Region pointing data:
________
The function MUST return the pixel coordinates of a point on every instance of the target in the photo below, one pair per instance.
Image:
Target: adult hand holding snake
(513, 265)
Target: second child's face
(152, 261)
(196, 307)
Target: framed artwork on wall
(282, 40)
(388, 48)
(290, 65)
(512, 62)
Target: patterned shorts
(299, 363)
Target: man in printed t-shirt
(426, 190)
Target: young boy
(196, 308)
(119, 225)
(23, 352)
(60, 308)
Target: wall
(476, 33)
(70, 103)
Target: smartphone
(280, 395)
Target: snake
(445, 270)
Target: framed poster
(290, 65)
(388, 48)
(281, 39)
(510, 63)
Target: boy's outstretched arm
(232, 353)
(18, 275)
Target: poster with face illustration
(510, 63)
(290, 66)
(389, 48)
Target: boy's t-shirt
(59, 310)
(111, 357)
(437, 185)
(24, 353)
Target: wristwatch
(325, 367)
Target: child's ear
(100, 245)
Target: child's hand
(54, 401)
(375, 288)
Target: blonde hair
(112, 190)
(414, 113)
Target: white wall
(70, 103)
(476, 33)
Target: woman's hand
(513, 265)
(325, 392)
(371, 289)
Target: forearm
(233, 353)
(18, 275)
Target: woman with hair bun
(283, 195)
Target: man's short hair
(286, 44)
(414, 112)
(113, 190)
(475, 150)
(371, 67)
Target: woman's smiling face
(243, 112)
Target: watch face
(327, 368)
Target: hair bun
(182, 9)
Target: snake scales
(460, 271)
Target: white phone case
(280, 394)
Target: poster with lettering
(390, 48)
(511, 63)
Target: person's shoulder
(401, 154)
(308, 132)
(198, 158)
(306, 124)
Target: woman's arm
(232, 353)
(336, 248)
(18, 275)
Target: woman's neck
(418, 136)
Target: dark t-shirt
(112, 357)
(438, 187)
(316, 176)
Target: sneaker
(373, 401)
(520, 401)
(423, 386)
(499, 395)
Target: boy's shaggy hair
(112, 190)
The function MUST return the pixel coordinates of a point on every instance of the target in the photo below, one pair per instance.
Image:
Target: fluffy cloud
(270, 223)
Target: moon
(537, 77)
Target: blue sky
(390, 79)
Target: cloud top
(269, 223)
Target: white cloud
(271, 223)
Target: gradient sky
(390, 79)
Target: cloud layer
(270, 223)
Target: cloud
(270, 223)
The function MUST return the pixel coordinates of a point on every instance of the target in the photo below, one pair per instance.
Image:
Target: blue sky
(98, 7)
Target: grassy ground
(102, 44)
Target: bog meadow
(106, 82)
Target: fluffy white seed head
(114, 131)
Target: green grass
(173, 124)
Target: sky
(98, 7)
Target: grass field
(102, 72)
________
Exercise details: For the records above, restate every line word for word.

Response to the task:
The function MUST return the pixel coordinates of a point on every instance of the target in the photo below, one pair per instance.
Image:
Target: adult hand holding snake
(513, 265)
Target: second child's face
(152, 261)
(196, 307)
Target: framed artwork on wall
(282, 40)
(388, 48)
(290, 65)
(512, 62)
Target: patterned shorts
(299, 363)
Target: man in printed t-shirt
(426, 190)
Target: young boy
(196, 308)
(119, 225)
(23, 352)
(60, 308)
Target: wall
(476, 33)
(70, 103)
Target: smartphone
(280, 395)
Target: snake
(445, 270)
Target: framed poster
(290, 65)
(388, 48)
(281, 39)
(510, 63)
Target: boy's outstretched arm
(232, 353)
(18, 275)
Target: poster with face illustration
(510, 63)
(290, 66)
(389, 48)
Target: boy's t-shirt
(59, 310)
(111, 357)
(437, 185)
(24, 353)
Target: wristwatch
(325, 367)
Target: child's ear
(100, 245)
Target: child's hand
(54, 401)
(375, 288)
Target: blonde hair
(112, 190)
(414, 113)
Target: white wall
(70, 103)
(476, 33)
Target: woman's hand
(513, 265)
(325, 392)
(371, 289)
Target: forearm
(233, 353)
(18, 275)
Target: woman with hair bun
(283, 195)
Target: man's short hair
(286, 44)
(414, 112)
(113, 190)
(475, 150)
(371, 67)
Target: woman's smiling face
(243, 112)
Target: watch face
(327, 368)
Target: hair bun
(182, 9)
Target: snake scales
(460, 271)
Target: white phone case
(280, 394)
Target: poster with lettering
(390, 48)
(511, 63)
Target: person's shoulder
(401, 154)
(308, 132)
(198, 158)
(306, 124)
Target: woman's arm
(232, 353)
(336, 248)
(18, 275)
Target: woman's neck
(418, 136)
Target: dark t-shirt
(112, 357)
(438, 187)
(316, 176)
Target: sneaker
(373, 401)
(520, 401)
(423, 386)
(499, 395)
Target: boy's shaggy hair
(112, 190)
The function MUST return the pixel coordinates of a point on every instance of the target in the photo below, one pair per instance.
Image:
Target: fluffy cloud
(270, 223)
Target: moon
(537, 77)
Target: blue sky
(390, 79)
Target: cloud top
(269, 223)
Target: white cloud
(271, 223)
Target: gradient sky
(390, 79)
Target: cloud layer
(270, 223)
Target: cloud
(270, 223)
The function MUST return the pixel coordinates of a point on every instance of the target in the photo below, one pair per instance.
Image:
Target: blue sky
(98, 7)
Target: grassy ground
(102, 44)
Target: bog meadow
(106, 82)
Target: fluffy white seed head
(114, 131)
Target: green grass
(173, 124)
Target: sky
(98, 7)
Target: grass field
(102, 72)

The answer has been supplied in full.